▶ **Data for analysis**:
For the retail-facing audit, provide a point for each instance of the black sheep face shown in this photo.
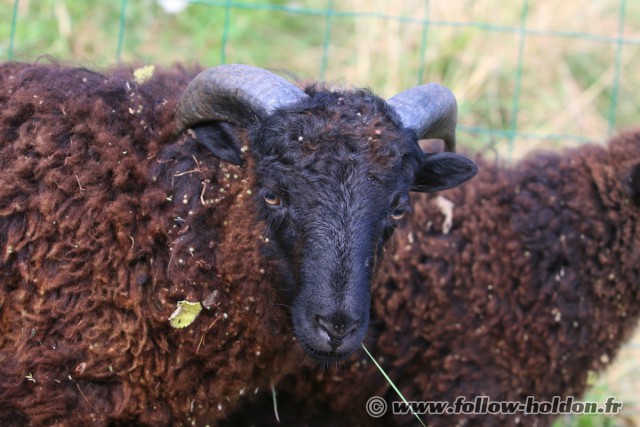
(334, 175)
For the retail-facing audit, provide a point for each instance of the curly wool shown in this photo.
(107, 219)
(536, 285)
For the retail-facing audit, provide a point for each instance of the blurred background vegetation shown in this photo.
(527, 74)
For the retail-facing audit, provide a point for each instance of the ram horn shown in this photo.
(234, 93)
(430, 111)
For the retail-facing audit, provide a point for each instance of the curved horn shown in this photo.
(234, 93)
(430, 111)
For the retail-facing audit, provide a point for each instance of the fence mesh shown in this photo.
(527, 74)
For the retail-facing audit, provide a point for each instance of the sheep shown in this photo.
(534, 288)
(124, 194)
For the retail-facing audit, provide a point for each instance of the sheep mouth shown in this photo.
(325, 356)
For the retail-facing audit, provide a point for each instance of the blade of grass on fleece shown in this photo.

---

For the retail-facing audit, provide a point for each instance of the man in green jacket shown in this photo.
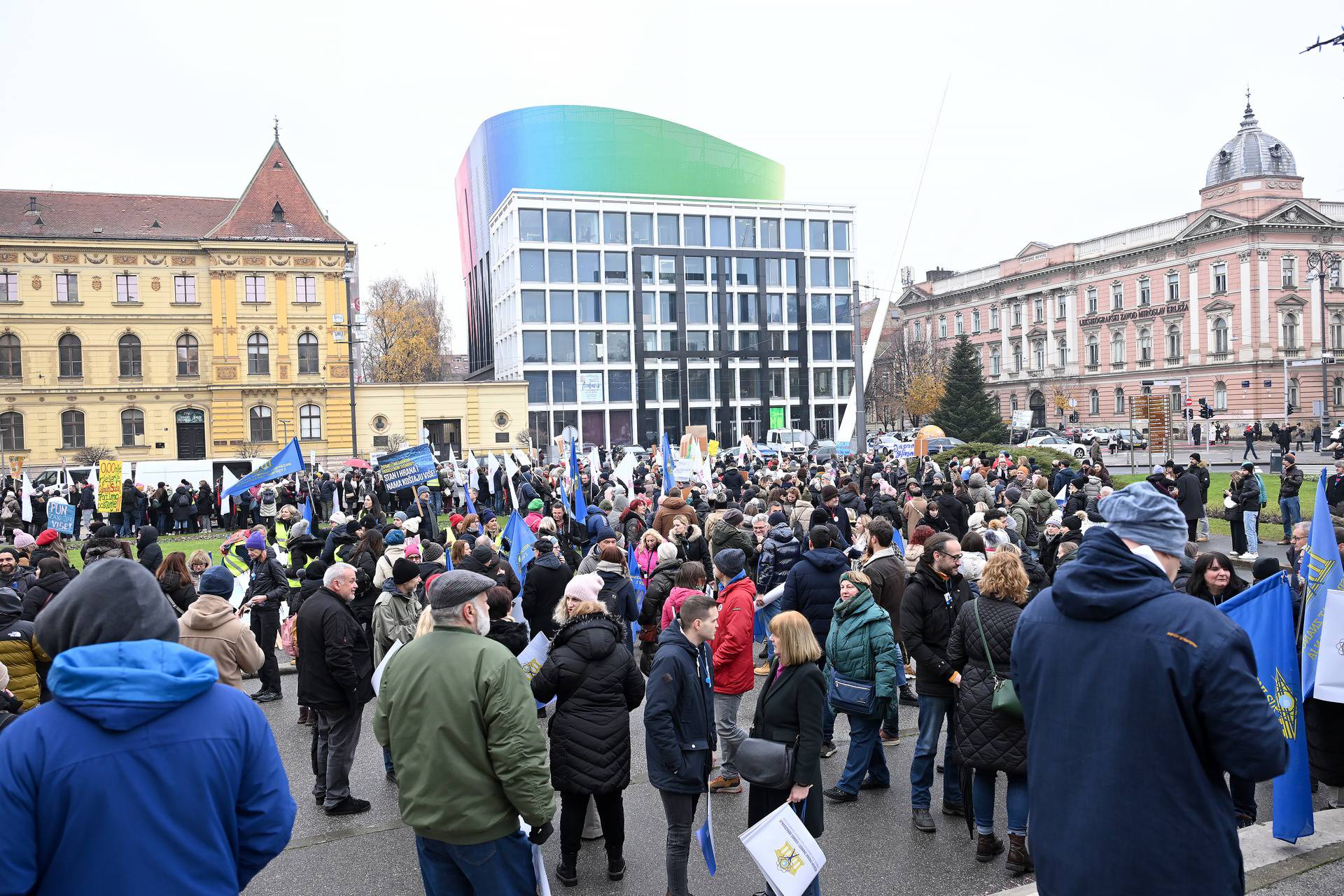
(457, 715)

...

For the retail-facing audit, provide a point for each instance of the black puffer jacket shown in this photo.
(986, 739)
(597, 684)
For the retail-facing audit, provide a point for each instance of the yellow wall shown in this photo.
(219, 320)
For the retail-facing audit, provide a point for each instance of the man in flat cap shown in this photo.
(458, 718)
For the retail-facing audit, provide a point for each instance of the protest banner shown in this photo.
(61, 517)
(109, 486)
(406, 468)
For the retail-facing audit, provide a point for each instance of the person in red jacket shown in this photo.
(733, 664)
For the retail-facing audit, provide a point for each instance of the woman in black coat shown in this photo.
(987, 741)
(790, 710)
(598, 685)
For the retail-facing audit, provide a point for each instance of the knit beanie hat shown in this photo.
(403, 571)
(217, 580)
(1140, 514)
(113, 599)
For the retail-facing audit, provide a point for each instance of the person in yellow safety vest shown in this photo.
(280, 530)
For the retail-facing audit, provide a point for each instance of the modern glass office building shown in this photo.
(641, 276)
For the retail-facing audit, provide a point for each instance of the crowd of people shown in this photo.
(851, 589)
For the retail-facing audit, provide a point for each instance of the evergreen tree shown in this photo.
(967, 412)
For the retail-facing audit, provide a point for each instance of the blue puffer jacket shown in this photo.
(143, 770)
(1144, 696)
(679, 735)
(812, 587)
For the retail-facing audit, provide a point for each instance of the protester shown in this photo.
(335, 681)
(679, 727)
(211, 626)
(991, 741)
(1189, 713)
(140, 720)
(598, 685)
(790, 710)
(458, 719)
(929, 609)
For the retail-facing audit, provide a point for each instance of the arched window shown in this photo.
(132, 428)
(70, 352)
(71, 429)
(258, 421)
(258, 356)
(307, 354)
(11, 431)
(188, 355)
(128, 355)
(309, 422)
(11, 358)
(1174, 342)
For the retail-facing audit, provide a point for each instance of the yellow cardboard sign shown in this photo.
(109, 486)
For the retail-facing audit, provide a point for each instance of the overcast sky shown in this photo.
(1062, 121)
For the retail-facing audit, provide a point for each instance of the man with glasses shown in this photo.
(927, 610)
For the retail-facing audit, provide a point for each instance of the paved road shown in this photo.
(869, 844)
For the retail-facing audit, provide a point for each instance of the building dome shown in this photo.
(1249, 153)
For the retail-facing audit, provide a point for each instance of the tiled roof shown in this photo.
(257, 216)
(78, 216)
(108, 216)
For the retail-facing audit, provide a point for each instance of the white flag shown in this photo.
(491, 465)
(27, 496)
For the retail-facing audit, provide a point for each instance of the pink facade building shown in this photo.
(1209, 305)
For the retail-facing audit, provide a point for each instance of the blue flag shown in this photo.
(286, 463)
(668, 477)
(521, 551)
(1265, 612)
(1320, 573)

▶ **Your assignment**: Transcribe only this stretch of the data: the line with "face shown in this photo.", the line with "fleece shown in this photo.", and every line in between. Leave out the pictures.

▶ **Task output**:
For the retail-facing audit, provide a point for each instance of the black sheep face shown in this photo.
(334, 175)
For the retail-facing audit, provide a point for each instance of the curly wool shown in this photo.
(107, 219)
(536, 285)
For the retail-facing audit, provide a point for each instance of the blurred background vegetation shown in this photo.
(527, 74)
For the retail-facing audit, provide a point for each instance of the ram horn shown in this photo.
(234, 93)
(430, 111)
For the retail-facing audit, provide a point for each instance of the curved horn shown in this photo.
(234, 93)
(430, 111)
For the retail-facing audit, provide a point for each instance of the fence mesh shown in this photo.
(527, 74)
For the retail-facing audit, provide a point for each instance of the sheep shown in this photo.
(534, 288)
(124, 194)
For the retail-facing audit, provide a point for each instance of the sheep mouth shown in this photo.
(325, 356)
For the retail-facing audit, provide a point for each instance of the blade of grass on fleece shown in this photo.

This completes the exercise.